課題一覧:
- A) 本文の「今回は効果音 後編です。前回」から「右上:水野 右中:坂口 右下:ウサミ)」までを一字一句そのまま書き写してください。
- B) 本文によると、深世海がNintendo Switchで発売されたのはいつか。

本文:
INTERVIEW, TOPICS

2020年6月23日

深世海 Into the Depths
音のちょっとだけ深い話
其ノ弐 効果音 後編

“深世海 Into the Depths 音のちょっとだけ深い話”
其ノ弐 効果音 後編
 

2019年9月にApple Arcadeより配信され、2020年3月にNintendo Switchでも発売された新進気鋭のプロジェクト”深世海 Into the Depths “(以下:深世海) そのサウンド制作の裏側やちょっと深い話を現場のクリエイターを迎えてシリーズで紹介していきます。
その名も“深世海 Into the Depths 音のちょっとだけ深い話”
今回は効果音 後編です。前回と引き続きサウンドデザイナーの坂口恵里香(以下:坂口)、吉井亮(以下:吉井)、そしてサウンドプログラマーの水野大輔(以下:水野)とお送りいたします。



過去の音のちょっとだけ深い話
音のちょっとだけ深い話 其ノ壱 音制作全体編
音のちょっとだけ深い話 其ノ弐 効果音編 前編

(左:吉井 右上:水野 右中:坂口 右下:ウサミ)
ウサミ)

記録一覧:
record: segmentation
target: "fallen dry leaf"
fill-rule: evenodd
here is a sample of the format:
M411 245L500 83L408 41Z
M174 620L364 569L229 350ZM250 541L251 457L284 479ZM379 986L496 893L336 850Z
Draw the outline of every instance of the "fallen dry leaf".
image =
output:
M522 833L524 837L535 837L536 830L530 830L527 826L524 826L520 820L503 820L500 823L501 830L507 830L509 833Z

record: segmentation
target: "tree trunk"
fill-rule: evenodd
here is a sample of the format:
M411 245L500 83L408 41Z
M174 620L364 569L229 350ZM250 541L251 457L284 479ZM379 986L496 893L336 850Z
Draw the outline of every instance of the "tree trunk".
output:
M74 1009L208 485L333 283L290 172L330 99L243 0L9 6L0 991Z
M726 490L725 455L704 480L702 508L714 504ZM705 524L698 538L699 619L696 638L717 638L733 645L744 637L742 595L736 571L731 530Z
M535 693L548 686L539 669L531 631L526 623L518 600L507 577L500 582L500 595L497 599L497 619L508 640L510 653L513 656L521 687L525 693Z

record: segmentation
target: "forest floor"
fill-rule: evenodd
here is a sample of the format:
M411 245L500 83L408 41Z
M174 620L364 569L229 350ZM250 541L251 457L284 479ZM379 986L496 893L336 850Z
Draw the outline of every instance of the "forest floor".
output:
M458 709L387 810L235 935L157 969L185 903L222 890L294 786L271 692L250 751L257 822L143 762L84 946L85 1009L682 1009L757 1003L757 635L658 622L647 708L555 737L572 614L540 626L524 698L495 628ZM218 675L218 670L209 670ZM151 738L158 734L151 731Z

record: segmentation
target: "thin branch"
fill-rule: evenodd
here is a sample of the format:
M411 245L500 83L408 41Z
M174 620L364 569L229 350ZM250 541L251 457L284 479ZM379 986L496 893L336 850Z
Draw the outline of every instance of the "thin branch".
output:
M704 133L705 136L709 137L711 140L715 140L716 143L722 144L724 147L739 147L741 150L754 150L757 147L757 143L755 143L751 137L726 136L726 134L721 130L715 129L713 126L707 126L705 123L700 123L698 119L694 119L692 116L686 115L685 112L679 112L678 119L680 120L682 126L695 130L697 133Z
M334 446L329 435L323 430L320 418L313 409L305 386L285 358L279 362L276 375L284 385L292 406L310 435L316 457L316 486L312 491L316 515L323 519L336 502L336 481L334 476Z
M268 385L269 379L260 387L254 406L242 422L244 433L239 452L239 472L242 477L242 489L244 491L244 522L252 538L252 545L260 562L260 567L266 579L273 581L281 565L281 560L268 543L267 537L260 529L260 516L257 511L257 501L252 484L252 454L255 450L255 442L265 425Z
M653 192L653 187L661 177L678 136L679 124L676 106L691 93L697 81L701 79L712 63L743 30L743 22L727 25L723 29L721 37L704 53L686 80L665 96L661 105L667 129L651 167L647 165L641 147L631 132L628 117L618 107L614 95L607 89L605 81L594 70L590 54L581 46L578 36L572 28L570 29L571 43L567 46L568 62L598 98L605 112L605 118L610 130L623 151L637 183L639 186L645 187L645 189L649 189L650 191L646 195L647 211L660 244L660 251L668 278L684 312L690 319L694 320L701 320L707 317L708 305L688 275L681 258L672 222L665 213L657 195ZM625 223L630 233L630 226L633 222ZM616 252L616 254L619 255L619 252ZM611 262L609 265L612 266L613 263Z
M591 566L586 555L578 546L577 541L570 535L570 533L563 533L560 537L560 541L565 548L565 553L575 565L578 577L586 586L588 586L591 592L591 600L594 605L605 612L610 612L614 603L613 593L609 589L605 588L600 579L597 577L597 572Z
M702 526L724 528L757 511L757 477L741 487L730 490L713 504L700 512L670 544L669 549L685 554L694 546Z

課題の解答:
- A)
今回は効果音 後編です。前回と引き続きサウンドデザイナーの坂口恵里香(以下:坂口)、吉井亮(以下:吉井)、そしてサウンドプログラマーの水野大輔(以下:水野)とお送りいたします。



過去の音のちょっとだけ深い話
音のちょっとだけ深い話 其ノ壱 音制作全体編
音のちょっとだけ深い話 其ノ弐 効果音編 前編

(左:吉井 右上:水野 右中:坂口 右下:ウサミ)

- B) 2020年3月。